* Document:
Re: PROV-DICTIONARY internal review for first public working draft (ISSUE-614) from Tom De Nies on 2013-01-24 (public-prov-wg@w3.org from January 2013)

From: Tom De Nies <tom.denies@ugent.be>
Date: Thu, 24 Jan 2013 11:52:15 +0100
To: James Cheney <jcheney@inf.ed.ac.uk>
Cc: Provenance Working Group <public-prov-wg@w3.org>
Message-ID: <CA+=hbbeD9Cy=CewYBK0VY0+mvVp=46ZNyg_OtZteT3B6aWoTuQ@mail.gmail.com>
Hi James,

Thanks a lot for your extensive review of the constraints. Your comments
were very useful in making the constraints more robust.

I've included our responses to your review inline below.


> === Detailed review ===
>
> General things:
>
> 1.  The syntax for insertion and deletion allows multiple keys to be
> inserted or deleted at once, but in several places the document considers
> only the special case of a single insertion or deletion.  It isn't always
> obvious how to generalize to handle arbitrary multiple insertions or
> deletions (if this is intended)
>

I assume you mean in the constraints? In the conceptual and prov-n sections
multiple key-value pairs are used in the examples. I've generalized the
constraints according to your suggestions.


>
> 2.  It would be nice if the constraints/inferences had names or numbers.
>
>
Done.


> 3. The superscripts op and dp, and other conventions from the prov-o CR,
> are not explained locally; please mention where these are explained.
>
> True. I've added a reference to PROV-O


> Constraints:
> --
>
> IF hadDictionaryMember(d1, e1, "k1") and derivedByInsertionFrom(d2, d1,
> {("k2", _e2)}) and k1 ≠ k2 THEN hadDictionaryMember(d2, e1, "k1")
>
> In general this could be
>
> IF hadDictionaryMember(d1, e, "k") and derivedByInsertionFrom(d2, d1,
> {("k1",e1),…,("kn",en)}) and k \notin {k1,…,kn}  THEN hadDictionaryMember(d2,
> e, "k")
>
Done.

--
>
> IF hadDictionaryMember(d1, e1, "k1") and derivedByInsertionFrom(d2, d1,
> {("k1", e2)}) THEN hadDictionaryMember(d2, e2, "k1"))
>
> This constraint is a special case of the next one:
>

Indeed, I removed it and added the text about update semantics to inference
4.

* Rows:
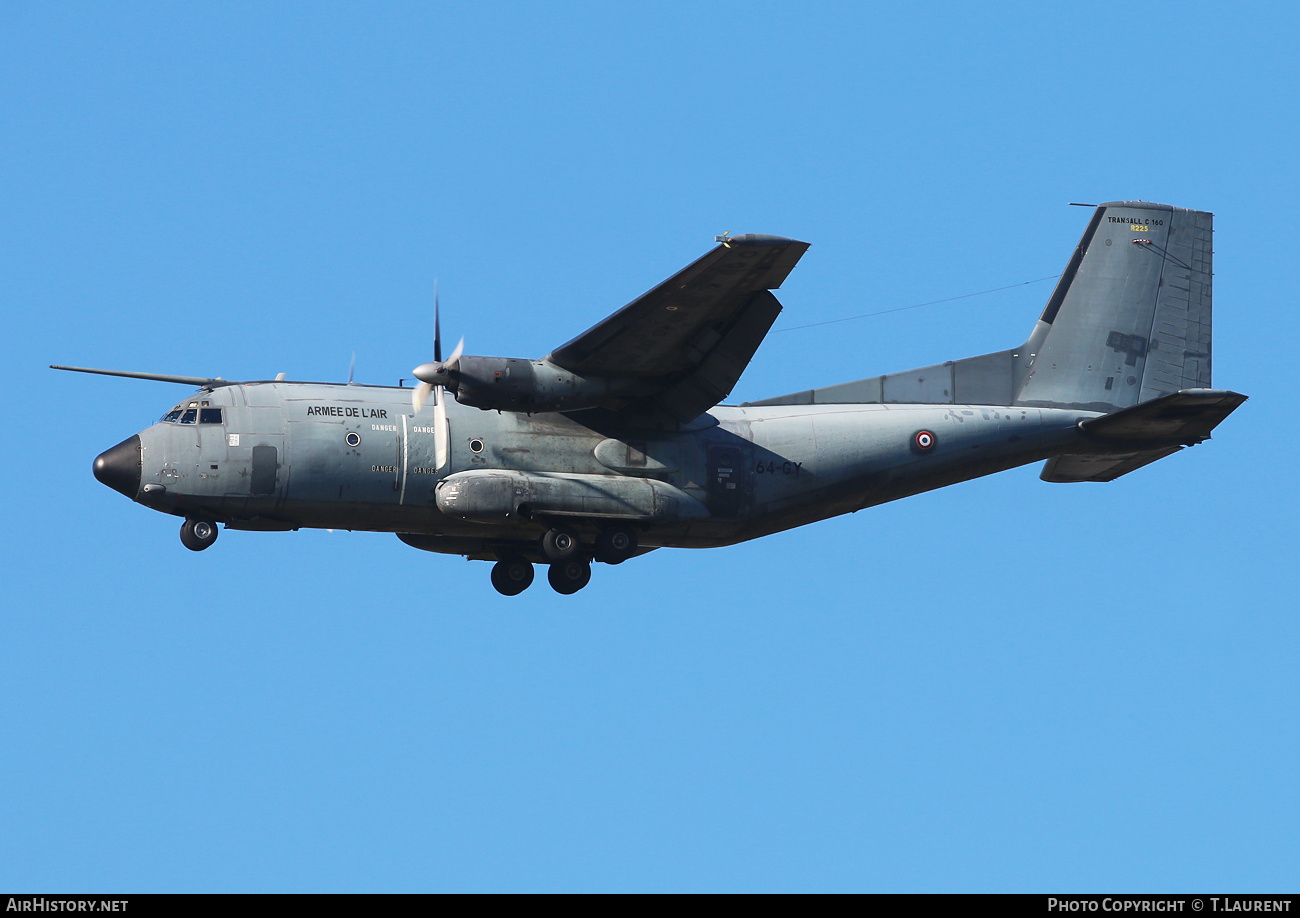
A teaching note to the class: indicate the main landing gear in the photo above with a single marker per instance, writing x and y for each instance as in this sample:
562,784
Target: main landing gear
570,566
198,535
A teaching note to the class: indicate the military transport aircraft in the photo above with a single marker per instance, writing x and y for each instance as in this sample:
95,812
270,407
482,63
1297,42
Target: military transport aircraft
615,444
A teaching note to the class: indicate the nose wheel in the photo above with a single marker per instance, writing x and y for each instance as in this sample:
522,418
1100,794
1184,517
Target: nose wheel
198,535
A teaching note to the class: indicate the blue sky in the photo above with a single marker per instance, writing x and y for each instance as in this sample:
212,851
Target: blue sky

* Directions:
**A)** In the reply to the PROV-DICTIONARY review, why was the constraint with derivedByInsertionFrom(d2, d1, {("k1", e2)}) removed? Answer in one to three sentences.
**B)** Write the next part of the reply to the PROV-DICTIONARY review, picking up after its final sentence.
The lines play no part in any of these tasks.

* Answers per task:
**A)** The review pointed out that this constraint is a special case of the next one, so it was removed. The text about update semantics was added to inference 4 instead.

**B)**
>
> IF derivedByInsertionFrom(d2, d1, {("k1", e1)}) THEN hadDictionaryMember(d2,
> e1, "k1")
>
> The above constraint could be generalized to:
>
> IF derivedByInsertionFrom(d2, d1, {("k1", e1),…,("kn",en)}) THEN hadDictionaryMember(d2,
> ei, "ki") (for each i in [1..n]).
>
Done.

> --
>
> IF derivedByRemovalFrom(d2, d1, {"k1"}) THEN hadDictionaryMember(d1, e1,
> "k1")
>
> can likewise be generalized.  However, it is also proposed for deletion,
> which is fine with me too.
>

Since all reviewers (and editors) were in favor of deletion, this one has
been taken out.


> --
>
> IF derivedByInsertionFrom(d2, d1, {_("k1", e1)}) THEN wasDerivedFrom(d2,
> d1)
>
> IF derivedByRemovalFrom(d2, d1, {_"k1"}) THEN wasDerivedFrom(d2, d1)
>
> These can both be immediately generalized to arbitrary key-value sets or
> key sets.
>
> I think the underscores above are typos, though.
>
> Fixed.


> --
>
> IF derivedByInsertionFrom(d2, d1, {("k1", _e1)}) and derivedByRemovalFrom(d3,
> d2, {"k1"}) THEN hadDictionaryMember(d1, e2, "k2") holds IF AND ONLY IF hadDictionaryMember(d3,
> e2, "k2")
>
> Two potential problems:
> 1. You need to be careful here, because if k1 = k2 then there is no reason
> to believe that its value will be the same in d1 and d3, as it has been
> deleted and then re-inserted with a potentially different entity value.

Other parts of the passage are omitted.